==== INFORMATION GIVEN
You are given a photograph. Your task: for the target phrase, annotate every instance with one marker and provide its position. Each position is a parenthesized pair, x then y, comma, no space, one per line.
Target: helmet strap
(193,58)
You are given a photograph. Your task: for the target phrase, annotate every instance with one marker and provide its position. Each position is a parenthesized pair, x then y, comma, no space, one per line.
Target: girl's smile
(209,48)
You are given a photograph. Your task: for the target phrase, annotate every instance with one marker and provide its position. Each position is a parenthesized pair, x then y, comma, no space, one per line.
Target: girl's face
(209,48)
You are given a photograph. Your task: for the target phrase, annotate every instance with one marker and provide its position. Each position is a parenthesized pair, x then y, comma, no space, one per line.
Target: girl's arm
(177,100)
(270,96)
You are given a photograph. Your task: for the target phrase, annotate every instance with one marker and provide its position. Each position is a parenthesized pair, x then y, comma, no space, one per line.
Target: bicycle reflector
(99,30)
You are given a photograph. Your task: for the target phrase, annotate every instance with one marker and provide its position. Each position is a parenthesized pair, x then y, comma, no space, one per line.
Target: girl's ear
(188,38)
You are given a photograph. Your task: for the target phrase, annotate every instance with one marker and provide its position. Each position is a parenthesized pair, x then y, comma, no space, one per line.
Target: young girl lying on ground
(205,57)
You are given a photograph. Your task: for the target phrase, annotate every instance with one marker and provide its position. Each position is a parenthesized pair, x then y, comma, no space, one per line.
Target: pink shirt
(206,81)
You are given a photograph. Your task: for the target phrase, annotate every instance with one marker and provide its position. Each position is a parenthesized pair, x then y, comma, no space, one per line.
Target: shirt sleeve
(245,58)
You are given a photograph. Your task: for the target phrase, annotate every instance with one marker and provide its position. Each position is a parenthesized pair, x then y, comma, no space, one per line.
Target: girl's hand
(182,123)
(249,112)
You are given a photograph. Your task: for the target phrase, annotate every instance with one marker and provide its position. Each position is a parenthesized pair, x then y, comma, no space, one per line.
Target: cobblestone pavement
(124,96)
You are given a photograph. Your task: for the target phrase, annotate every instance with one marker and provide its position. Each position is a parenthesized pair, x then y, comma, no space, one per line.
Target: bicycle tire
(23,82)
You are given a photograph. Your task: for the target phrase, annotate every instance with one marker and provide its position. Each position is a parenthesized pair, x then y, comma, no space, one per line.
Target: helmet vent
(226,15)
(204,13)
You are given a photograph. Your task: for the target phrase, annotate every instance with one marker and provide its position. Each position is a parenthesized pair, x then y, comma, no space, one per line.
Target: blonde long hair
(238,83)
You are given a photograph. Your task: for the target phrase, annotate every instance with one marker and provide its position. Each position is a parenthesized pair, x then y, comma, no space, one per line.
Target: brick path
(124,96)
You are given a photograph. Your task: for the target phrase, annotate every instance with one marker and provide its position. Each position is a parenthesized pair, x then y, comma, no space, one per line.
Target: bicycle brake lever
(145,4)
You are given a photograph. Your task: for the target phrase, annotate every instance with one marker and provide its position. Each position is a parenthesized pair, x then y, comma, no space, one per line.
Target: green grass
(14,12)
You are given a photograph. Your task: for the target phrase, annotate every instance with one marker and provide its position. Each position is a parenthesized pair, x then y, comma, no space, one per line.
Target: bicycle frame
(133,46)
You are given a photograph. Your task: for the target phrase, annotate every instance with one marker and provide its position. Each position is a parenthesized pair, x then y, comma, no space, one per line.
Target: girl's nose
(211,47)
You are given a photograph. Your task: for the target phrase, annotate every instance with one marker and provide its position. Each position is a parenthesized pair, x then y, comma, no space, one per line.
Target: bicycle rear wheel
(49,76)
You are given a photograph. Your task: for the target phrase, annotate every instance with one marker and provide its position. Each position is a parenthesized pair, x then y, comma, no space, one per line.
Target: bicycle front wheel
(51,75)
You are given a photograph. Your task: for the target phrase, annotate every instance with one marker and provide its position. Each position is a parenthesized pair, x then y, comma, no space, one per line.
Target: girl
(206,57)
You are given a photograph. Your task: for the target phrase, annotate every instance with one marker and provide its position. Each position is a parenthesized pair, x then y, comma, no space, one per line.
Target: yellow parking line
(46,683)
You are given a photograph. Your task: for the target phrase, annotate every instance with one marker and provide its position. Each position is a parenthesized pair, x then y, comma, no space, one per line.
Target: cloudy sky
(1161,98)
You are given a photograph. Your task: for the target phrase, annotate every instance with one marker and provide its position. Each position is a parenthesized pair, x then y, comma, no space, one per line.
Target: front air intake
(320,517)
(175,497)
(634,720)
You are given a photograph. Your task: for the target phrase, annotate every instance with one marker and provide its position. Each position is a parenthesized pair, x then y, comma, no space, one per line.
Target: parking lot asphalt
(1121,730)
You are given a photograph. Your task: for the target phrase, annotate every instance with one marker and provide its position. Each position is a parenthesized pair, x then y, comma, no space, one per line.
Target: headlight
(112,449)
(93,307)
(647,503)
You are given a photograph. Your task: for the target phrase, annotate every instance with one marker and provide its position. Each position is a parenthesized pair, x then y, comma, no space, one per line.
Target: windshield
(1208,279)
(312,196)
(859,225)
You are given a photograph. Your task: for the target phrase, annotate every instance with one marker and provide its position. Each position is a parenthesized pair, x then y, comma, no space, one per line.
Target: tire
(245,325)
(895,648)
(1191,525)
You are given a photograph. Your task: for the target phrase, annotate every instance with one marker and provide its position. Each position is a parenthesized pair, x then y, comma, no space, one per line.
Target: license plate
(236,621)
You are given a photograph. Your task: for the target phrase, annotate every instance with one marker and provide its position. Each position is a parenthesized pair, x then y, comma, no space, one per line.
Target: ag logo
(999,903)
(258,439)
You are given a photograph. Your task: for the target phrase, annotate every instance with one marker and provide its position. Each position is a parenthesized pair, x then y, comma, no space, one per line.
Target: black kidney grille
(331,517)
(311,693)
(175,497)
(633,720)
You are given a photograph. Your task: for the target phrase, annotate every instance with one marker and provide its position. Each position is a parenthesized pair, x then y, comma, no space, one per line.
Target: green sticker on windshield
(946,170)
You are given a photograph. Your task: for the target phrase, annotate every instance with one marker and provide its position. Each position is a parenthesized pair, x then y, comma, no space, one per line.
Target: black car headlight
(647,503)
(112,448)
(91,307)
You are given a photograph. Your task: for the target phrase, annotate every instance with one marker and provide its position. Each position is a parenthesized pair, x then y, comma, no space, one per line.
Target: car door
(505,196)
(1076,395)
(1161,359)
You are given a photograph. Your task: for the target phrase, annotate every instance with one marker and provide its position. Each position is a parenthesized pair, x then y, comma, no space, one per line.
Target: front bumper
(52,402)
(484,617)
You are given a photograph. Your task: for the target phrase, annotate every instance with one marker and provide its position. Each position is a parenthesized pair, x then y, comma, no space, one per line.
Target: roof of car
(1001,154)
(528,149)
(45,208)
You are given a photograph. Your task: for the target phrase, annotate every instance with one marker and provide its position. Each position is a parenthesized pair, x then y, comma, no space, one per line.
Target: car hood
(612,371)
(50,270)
========
▶ [EXERCISE OBJECTIVE]
Every record should be repeated exactly; please leave none out.

▶ [SOLUTION FOR THIS PROBLEM]
You are given a photograph. Your task: for the target phrase, annotate every instance with one marker and provide its position. Each position is a parenthesized pair, x then y, comma, no space, one per line.
Target: helmet strap
(193,58)
You are given a photograph. Your task: for the target phrase, annotate every instance with one marker and provide its position. Each position is a parenthesized pair, x then y, comma, no space, one per line.
Target: girl's smile
(209,48)
You are given a photograph. Your task: for the target phrase, annotate every instance with one marker and provide its position. Each position is a parenthesized pair, x then y, comma, no space, one per line.
Target: girl's face
(209,48)
You are given a photograph. Your task: for the target phrase, annotate every instance with one marker and provide its position. Each position is a parenthesized pair, x then y, comma, no space, one per line.
Target: girl's arm
(177,100)
(270,96)
You are given a photograph. Your task: for the target phrase, annotate every instance with one marker and provide its position. Each position is a parenthesized pair, x then y, comma, no space, one per line.
Target: bicycle reflector
(99,30)
You are given a photograph. Your task: for the target phrase, annotate every instance with one marker and provide its position. Each position is a parenthesized pair, x then y, comma, no space, one per line.
Target: girl's ear
(188,38)
You are given a photograph. Your task: for the target phrase, annotate every instance with one marker and provide its position. Each position is a parenthesized pair, x then y, comma, no space, one per line.
Target: young girl lying on ground
(205,57)
You are given a photograph. Your task: for the target phrase, annotate every instance with one marker and provide its position. Each position is a parenthesized pair, x then y, comma, no space, one per line.
Target: pink shirt
(206,81)
You are given a photograph. Your task: for the target phrase, annotate every instance with one marker and provide its position. Each position is a parenthesized pair, x then y, comma, no space, one per line.
Target: shirt sleeve
(245,58)
You are given a photograph. Your task: for the target phrase, annotate every instance with one marker and provide its position. Each position is a parenthesized pair, x then y, comma, no space, one per line.
Target: girl's hand
(182,123)
(249,112)
You are given a photograph. Your task: for the target phrase, annotate every instance with one marker and provide its position. Each position is a parenthesized pair, x then y, comma, no space, one per line.
Target: cobblestone pavement
(124,96)
You are given a photograph. Your task: for the target phrase, annotate every instance with one marker and provide its position. Each position is a parenthesized pair, x then y, comma, no space, one per line.
Target: bicycle tire
(23,82)
You are given a photograph. Your task: for the target phrase, annotate every instance with one marker and provide its position. Each position is a parenthesized pair, x then y, comma, no space, one per line.
Target: helmet vent
(226,15)
(204,13)
You are given a photograph. Your task: for the target phrase, annotate every instance with one marker and provide its position. Each position is a parenthesized pair, x then y, comma, no space, one per line.
Target: blonde long hair
(238,83)
You are given a photograph. Your task: for the target phrase, annotate every instance with one marker and provide its position. Each position is a parenthesized pair, x then y, comma, no space, one per line.
Target: brick path
(124,96)
You are given a photograph. Your task: for the target phrase, annotate every instance with one marker and provide its position. Each position is a parenthesized pair, x then y, comma, no space, one per line.
Target: bicycle brake lever
(145,4)
You are given a photograph. Your task: for the target phrase, annotate every instance with one marker and provide its position. Each position is a parenthesized pair, x then y, comma, no space, one per line.
Target: green grass
(14,12)
You are given a photograph. Your task: for the target phrase, annotate every instance with one marker and provide its position. Each position is a parenthesized pair, x then y, comma, no space, one per line.
Target: bicycle frame
(133,46)
You are given a photograph. Your task: for the target phrase, annotate every instance with one marker and provide its position. Each position is a parenthesized pair, x then y, comma, no space, one per line.
Target: girl's nose
(211,47)
You are given a photograph. Your task: for the target phrase, annotate every instance with one marker and provide its position. Each position is a parenthesized pair, x then y, comma, no space, one per line.
Target: bicycle rear wheel
(49,76)
You are given a photograph. Your task: for the target phrase, annotate every instance with one marker and provide its position. Each position is a parenthesized pair, x then y, comma, no space, one per line.
Target: bicycle front wheel
(51,75)
You are given a photograph. Your task: for the target phrase, annotate every instance with one marker and provide its position. Each position is a parenthesized pair, x then y, comma, no space, one per line.
Target: girl
(206,57)
You are given a photograph. Your task: for the target phrase, annotate every instance with one marker and provide its position. Each position is a parenthesized pair, x then y, comma, no space, one per line.
Target: yellow parking line
(46,683)
You are given a photograph. Your task: for the target phrase, annotate every instance with one marker and provide its position. Each position is a parenthesized pair, x then y, comma, no space, one per line.
Target: cloudy sky
(1161,98)
You are given a photograph. Your task: for the target phrase, annotate every instance with one marker and provide its position. Each position is a parenthesized pair, x then y, comma, no space, one per line.
Target: front air intake
(320,517)
(175,497)
(634,720)
You are given a photograph. Your task: for the target phrase, annotate every instance with one marker and provide its position. Each position is a parenthesized pair, x then y, comma, no space, one per line.
Target: parking lot asphalt
(1121,730)
You are given a photograph. Your task: for the target phrase, annotate every instance with one marker and provide its position. Each position is a parenthesized pair, x then y, comma, no space, one per line.
Target: headlight
(112,449)
(93,307)
(647,503)
You are given a photograph. Your task: for the target phrase, annotate every instance with one marker and provide its position. Each position is a parenthesized pair, x then y, comma, no space, one per line.
Target: windshield
(1208,279)
(312,196)
(859,225)
You are given a photograph. Your task: for the target phrase, annotate every instance with one marker and provide its position. Each position is a parenthesized pair, x then y, comma, no space, one per line.
Target: tire
(245,325)
(895,648)
(1191,525)
You are given a photograph. Your task: for the target phrase, annotate every instance with one marker and provide its position. Each position is a parenthesized pair, x then y, comma, no space, one per line.
Target: license plate
(236,621)
You are given a photograph. Your task: for the target phrase, annotate every instance with one marker and provide its position. Each position is a parenthesized pair, x then y, comma, no space, one per line.
Target: ag logo
(999,903)
(258,439)
You are given a photograph. Your task: for the target phrase, annotate every instance with one marker and provide its position. Each position is a parenthesized pair, x then y, comma, no space, one per line.
Target: black kidney grille
(331,517)
(311,693)
(175,497)
(633,720)
You are given a photograph. Your task: for the target phrase, annotate every instance with one marker and provide its position. Each position is a parenthesized pair, x then y, comma, no space, one per line.
Target: green sticker on windshield
(946,170)
You are given a photograph. Your task: for the target phrase, annotate every instance with one marker and provide its position. Each position is a parenthesized pair, x then y, comma, no space, one per line.
Target: black car headlight
(647,503)
(112,448)
(91,307)
You are given a photograph. Your task: for the target phrase, annotate every instance with one marker and provide its position. Each position is a parenthesized pair, x then y, comma, no space, one per line.
Target: car door
(505,196)
(1076,395)
(1161,359)
You are given a photograph. Your task: for the target phrase, annotate every instance with one marker and provide its position. Each position is a parenthesized pair, x then y, comma, no space, one per line.
Target: front bumper
(52,402)
(484,617)
You are given a photograph. Your task: for the target phrase, annotate every instance with one marker and provide its position. Each position is a parenthesized pair, x then y, comma, no space, one per line.
Target: roof of car
(1001,154)
(528,149)
(45,208)
You are given a photograph. Your task: for the target phrase, annotate every instance with one marker and provide its position. Each position is a parenthesized pair, x then y, comma, no space, one per line.
Target: car hood
(612,371)
(50,270)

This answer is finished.